■ What you will do:
Lines that contain "shirt" are to be copied from the material, every one of them.

■ Task data:
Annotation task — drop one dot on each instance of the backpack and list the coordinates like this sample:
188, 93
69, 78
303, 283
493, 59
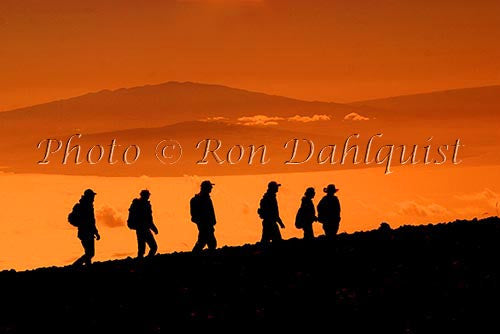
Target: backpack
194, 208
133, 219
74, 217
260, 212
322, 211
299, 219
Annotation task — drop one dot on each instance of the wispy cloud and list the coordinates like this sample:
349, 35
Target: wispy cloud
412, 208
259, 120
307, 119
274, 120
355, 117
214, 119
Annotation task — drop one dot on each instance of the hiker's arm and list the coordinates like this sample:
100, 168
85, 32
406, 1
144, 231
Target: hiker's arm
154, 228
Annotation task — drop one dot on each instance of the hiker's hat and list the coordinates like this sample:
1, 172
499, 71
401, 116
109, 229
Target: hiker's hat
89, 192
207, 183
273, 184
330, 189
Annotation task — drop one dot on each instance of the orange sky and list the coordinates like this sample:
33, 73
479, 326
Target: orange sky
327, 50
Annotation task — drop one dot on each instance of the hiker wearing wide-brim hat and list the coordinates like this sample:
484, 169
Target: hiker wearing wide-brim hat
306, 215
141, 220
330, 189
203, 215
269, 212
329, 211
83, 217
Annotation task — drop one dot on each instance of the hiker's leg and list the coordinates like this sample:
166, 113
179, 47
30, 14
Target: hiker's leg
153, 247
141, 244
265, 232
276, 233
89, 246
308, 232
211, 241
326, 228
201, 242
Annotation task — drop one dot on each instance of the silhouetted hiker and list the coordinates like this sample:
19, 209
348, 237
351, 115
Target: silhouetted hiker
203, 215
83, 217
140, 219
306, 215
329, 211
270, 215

* * *

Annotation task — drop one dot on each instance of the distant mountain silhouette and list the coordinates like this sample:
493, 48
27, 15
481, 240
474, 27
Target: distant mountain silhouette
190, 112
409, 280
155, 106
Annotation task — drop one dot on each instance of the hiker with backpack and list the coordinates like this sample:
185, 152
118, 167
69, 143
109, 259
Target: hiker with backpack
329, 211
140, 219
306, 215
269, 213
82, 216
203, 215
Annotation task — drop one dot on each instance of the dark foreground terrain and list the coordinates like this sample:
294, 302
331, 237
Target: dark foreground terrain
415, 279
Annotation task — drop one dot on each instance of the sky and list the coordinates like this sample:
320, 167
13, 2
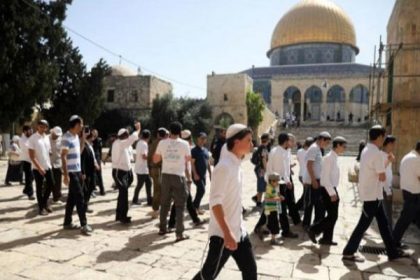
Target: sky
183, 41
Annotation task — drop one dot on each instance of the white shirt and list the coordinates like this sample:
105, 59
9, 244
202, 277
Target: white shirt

■ Completed exercise:
Annotation task — drop one dot on each instance of the white shirt and list the coordinates like this sample:
Target: white shirt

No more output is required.